» **Exercise goal**: Print all entries word for word.

» **Rows from a dataset**:
- - -

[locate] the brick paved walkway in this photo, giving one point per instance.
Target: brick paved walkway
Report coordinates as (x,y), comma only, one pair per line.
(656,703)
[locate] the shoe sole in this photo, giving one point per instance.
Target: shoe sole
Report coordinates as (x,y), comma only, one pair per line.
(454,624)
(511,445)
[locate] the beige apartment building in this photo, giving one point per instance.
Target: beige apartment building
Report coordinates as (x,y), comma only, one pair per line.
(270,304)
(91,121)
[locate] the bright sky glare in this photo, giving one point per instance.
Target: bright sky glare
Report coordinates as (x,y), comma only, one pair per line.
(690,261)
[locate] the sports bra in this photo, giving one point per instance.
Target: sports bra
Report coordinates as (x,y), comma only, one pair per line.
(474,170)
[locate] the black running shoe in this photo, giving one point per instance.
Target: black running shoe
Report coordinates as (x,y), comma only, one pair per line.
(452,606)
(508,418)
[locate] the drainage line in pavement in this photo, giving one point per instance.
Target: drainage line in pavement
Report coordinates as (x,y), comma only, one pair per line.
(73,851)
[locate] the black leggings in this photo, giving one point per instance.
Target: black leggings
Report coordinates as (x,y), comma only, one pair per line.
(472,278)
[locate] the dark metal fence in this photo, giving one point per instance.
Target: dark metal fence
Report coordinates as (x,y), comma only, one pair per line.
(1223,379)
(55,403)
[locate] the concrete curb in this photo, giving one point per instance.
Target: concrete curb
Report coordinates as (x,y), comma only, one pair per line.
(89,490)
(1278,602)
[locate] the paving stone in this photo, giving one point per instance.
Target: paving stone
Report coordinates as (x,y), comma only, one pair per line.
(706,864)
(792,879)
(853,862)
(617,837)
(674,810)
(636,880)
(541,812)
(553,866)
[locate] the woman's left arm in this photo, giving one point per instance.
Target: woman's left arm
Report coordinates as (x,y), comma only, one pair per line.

- - -

» **Task response**:
[locate] the brick paved walkway in this photo, giving one point per instance.
Target: brick paved walkway
Report coordinates as (x,y), comma only, one pair per line.
(656,703)
[locate] the shoe sole in this photo, giving one point per instance.
Target: shoe sole
Report coordinates as (x,y), comma only, one pair per line.
(454,624)
(511,445)
[locate] the beige apartment building in this photo, giving one point per instance.
Target: beige apartment building
Report coordinates as (x,y), comma only, one pair per line.
(270,304)
(91,121)
[locate] the bright sky glare in this photo, giving one point per instance.
Target: bright sky glare
Report coordinates as (x,y), comma only, one pair per line.
(690,261)
[locate] the sports bra in this photo, giving one point per instance.
Target: sports bra
Report coordinates as (x,y), comma only, one pair per line.
(474,170)
[locate] the black running shoe in this photo, giving one point per instance.
Target: black running shoe
Report coordinates as (x,y), comma only, one pair per line.
(452,606)
(508,418)
[locate] the drainage line in pavement in this photo, giving one point per instance.
Target: drainage line in pavement
Report coordinates as (x,y), comma only, one pair per line.
(73,851)
[locate] the black leggings in this photo, giving one point per instance.
Target: black leggings
Report coordinates as (x,y), comma only, one pair per line.
(472,278)
[locate] the dark metal fence in this photo, giving one point per instance.
Target: dark metal fence
Report coordinates as (x,y), comma only, one pair per line.
(1223,379)
(55,403)
[locate] the concrete curb in this photo, giving one point per instance.
Target: concrete curb
Report coordinates as (x,y), comma only, one pair per line.
(89,490)
(1278,602)
[locate] the paving stone in this photo, giving one point per instance.
Target: paving stone
Report coordinates as (x,y), comma only, one pair per line.
(706,864)
(792,879)
(853,862)
(617,837)
(674,810)
(636,880)
(541,812)
(553,866)
[locate] the woman's left arm in this photo, giving one point per instance.
Target: woman's left arm
Report coordinates as (x,y), comma only, one pair per line.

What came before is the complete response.